===== Übungstext =====

Teil 1 Stabilisierende Angebote für junge psychisch kranke Menschen

Vorwort

Text: Georg Knufmann – Leitung sozialpsychiatrische Dienste Ebersberg

Klimawandel, der Angriffskrieg gegen die Ukraine und die Corona-Pandemie, all das führt zusammen zu hohen psychischen Belastungen für junge Menschen. In einer digitalen Welt erwachsen zu werden heißt auch, Katastrophen dieser Welt im Sekundentakt auf dem Smartphone und in sozialen Medien intensiv mitzuerleben.

=====

Material erkunden:
**1)** Wie lautet der Abschnitt des Vorworts von „Klimawandel, der Angriffskrieg“ bis „Medien intensiv mitzuerleben.“, wenn man ihn so ändert, dass „Klimawandel“ durch „Artensterben“ ersetzt ist?
**2)** Stimmen die folgenden Aussagen mit dem Vorwort überein? Beantworte jede mit Ja oder Nein und zitiere die entscheidenden Worte.
(a) Das Vorwort stammt von der Leitung der sozialpsychiatrischen Dienste Ebersberg.
(b) Die Corona-Pandemie wird als einer der Gründe für hohe psychische Belastungen junger Menschen genannt.
(c) Junge Menschen erleben Katastrophen laut dem Vorwort vor allem im Fernsehen mit.
**3)** Wie könnte das Vorwort über Angebote für junge psychisch kranke Menschen nach seinem letzten Satz weitergehen? Setze es fort.

===== Gegebene Einträge =====

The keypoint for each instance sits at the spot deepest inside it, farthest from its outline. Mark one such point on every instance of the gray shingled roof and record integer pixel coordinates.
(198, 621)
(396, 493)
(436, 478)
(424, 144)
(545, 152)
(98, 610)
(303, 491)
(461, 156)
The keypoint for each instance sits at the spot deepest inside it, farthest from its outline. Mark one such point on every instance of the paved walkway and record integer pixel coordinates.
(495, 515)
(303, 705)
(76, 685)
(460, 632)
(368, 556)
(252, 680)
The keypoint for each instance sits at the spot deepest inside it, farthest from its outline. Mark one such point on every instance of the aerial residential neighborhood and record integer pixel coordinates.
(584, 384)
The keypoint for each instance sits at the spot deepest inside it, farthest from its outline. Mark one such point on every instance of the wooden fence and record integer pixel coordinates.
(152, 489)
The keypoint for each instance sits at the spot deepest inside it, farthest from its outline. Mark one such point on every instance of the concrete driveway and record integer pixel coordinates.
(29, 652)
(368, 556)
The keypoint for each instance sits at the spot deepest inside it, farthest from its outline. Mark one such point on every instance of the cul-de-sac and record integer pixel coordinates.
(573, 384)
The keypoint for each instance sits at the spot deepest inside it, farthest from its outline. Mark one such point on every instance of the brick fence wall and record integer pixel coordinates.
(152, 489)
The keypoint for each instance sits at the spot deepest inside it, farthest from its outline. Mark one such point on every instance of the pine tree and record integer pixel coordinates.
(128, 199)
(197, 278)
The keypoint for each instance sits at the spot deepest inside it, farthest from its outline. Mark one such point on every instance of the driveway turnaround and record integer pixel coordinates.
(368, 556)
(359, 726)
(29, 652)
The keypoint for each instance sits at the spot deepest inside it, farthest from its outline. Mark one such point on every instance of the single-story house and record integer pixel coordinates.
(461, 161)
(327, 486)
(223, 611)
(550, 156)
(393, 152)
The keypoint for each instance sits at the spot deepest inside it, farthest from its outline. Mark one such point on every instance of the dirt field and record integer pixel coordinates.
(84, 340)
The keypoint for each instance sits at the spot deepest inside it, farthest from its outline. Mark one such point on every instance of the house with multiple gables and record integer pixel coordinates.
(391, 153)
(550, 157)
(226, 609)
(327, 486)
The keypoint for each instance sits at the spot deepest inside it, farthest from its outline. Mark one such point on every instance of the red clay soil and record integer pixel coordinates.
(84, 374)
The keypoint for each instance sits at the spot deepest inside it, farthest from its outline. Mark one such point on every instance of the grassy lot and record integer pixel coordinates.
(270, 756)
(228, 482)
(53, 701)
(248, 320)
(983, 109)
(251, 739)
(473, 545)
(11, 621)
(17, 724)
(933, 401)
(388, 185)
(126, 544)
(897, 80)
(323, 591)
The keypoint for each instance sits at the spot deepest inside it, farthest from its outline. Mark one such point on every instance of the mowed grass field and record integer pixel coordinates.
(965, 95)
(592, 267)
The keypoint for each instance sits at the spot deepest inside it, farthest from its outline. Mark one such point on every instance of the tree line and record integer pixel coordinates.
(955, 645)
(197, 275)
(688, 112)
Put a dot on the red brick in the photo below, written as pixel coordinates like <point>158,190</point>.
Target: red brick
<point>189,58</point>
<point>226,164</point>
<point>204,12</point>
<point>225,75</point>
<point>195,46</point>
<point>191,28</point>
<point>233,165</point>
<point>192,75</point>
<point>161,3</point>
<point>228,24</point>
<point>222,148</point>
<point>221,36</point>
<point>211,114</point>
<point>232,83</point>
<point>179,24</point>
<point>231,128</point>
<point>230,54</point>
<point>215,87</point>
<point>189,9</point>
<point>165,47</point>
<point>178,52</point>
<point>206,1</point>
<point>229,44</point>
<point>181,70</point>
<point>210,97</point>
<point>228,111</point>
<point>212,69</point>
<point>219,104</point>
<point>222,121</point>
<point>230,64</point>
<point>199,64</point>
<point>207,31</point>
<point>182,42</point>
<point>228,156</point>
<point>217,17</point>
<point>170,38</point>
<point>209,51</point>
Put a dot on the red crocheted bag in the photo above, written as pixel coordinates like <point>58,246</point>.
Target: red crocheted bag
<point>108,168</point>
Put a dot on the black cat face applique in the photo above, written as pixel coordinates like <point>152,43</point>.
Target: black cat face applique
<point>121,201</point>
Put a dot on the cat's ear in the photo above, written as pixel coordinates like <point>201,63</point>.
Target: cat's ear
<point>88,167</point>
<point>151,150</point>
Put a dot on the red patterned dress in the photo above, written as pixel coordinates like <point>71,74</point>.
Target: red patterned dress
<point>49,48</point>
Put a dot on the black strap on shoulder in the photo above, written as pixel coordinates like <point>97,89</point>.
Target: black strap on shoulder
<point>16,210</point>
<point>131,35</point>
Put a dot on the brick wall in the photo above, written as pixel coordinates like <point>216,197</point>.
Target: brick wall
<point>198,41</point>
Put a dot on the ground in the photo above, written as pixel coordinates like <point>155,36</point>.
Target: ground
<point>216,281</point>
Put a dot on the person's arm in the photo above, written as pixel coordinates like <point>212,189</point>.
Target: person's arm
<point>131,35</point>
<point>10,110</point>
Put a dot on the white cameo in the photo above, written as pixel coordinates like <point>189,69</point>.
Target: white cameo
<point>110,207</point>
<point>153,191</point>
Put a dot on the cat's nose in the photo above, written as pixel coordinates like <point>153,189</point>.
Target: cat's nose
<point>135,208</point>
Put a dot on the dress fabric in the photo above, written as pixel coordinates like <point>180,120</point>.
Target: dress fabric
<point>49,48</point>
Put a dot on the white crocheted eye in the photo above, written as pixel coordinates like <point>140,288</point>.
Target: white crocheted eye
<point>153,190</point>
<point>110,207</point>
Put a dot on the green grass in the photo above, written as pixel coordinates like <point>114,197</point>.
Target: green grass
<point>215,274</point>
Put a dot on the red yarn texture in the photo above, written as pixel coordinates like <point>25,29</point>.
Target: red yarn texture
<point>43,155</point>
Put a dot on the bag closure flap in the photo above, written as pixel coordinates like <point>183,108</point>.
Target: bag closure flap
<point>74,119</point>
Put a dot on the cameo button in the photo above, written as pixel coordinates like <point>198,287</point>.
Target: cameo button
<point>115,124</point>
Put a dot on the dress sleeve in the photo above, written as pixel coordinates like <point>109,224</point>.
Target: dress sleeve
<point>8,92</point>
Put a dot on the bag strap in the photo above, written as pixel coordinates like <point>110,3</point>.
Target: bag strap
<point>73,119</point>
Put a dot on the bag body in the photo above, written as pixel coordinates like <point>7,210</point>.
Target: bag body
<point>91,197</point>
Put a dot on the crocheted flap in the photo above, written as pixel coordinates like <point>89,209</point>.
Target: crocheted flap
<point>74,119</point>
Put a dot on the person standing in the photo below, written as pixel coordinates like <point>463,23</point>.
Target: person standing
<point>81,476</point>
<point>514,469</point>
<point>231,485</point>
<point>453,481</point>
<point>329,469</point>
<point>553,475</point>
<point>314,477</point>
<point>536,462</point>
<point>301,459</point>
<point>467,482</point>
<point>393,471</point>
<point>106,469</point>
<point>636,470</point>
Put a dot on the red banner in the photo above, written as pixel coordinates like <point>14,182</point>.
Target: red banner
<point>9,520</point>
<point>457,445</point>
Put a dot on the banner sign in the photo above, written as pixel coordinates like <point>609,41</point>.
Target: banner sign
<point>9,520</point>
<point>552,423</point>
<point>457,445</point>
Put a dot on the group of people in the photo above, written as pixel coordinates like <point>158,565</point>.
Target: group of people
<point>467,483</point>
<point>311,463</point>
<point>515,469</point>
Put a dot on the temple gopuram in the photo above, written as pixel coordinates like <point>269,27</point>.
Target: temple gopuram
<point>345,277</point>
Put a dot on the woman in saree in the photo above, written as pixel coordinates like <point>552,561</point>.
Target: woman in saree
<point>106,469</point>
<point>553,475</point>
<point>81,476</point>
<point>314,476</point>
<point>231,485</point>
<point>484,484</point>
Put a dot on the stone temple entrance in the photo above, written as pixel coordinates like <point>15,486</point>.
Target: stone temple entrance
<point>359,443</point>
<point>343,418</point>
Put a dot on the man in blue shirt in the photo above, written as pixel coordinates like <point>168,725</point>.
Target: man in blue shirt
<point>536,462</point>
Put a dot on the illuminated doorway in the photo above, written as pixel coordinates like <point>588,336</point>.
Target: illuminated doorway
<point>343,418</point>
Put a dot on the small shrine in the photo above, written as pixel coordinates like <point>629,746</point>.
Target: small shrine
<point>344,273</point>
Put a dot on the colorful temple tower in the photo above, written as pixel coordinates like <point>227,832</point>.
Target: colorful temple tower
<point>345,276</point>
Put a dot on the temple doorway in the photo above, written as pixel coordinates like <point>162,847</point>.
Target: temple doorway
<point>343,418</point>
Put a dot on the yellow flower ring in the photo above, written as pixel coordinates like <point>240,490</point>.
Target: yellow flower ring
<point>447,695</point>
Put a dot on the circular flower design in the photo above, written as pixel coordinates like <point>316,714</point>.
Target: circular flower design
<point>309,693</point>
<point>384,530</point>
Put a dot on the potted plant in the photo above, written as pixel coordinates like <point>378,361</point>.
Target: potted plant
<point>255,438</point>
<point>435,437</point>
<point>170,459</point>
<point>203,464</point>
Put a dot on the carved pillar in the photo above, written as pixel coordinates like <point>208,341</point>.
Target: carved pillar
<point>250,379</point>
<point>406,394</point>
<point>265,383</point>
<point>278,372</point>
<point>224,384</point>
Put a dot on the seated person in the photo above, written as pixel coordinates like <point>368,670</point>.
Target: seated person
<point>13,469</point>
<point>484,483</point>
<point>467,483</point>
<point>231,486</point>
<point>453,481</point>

=====

Lösungen:
**1)**
Artensterben, der Angriffskrieg gegen die Ukraine und die Corona-Pandemie, all das führt zusammen zu hohen psychischen Belastungen für junge Menschen. In einer digitalen Welt erwachsen zu werden heißt auch, Katastrophen dieser Welt im Sekundentakt auf dem Smartphone und in sozialen Medien intensiv mitzuerleben.

**2)**
(a) Ja: „Georg Knufmann – Leitung sozialpsychiatrische Dienste Ebersberg“
(b) Ja: „Klimawandel, der Angriffskrieg gegen die Ukraine und die Corona-Pandemie, all das führt zusammen zu hohen psychischen Belastungen für junge Menschen“
(c) Nein: „im Sekundentakt auf dem Smartphone und in sozialen Medien intensiv mitzuerleben“

**3)**
Wie sich Krisen auf die eigene seelische Gesundheit auswirken, haben viele während der Pandemie erfahren. Die psychische Belastung der 14 – 29jährigen in den vergangenen Jahren ist deutlich gestiegen. Junge Menschen vor allem während der Corona-Pandemie, die immer noch andauert, haben das Gefühl, einen Kontrollverlust erlitten zu haben. Fast die Hälfte der Befragten gaben in Untersuchungen an, unter Stress zu leiden, ein Drittel klagt über Antriebslosigkeit, Erschöpfung, Hilflosigkeit und depressive Verstimmungen. Diese große Belastung ist für die junge Generation in dieser Form ungewöhnlich.

Nach einer Studie der Universität Leipzig hat sich die Wartezeit für einen Therapieplatz von 3 auf 6 Monate verlängert. Eine Erhebung der Krankenkassen zeigt, dass 2021 verglichen mit 2020 insgesamt 42 % mehr Jugendliche zwischen 12 und 18 Jahren wegen emotionaler Störungen, darunter Depressionen und Angststörungen in Kliniken eingewiesen wurden.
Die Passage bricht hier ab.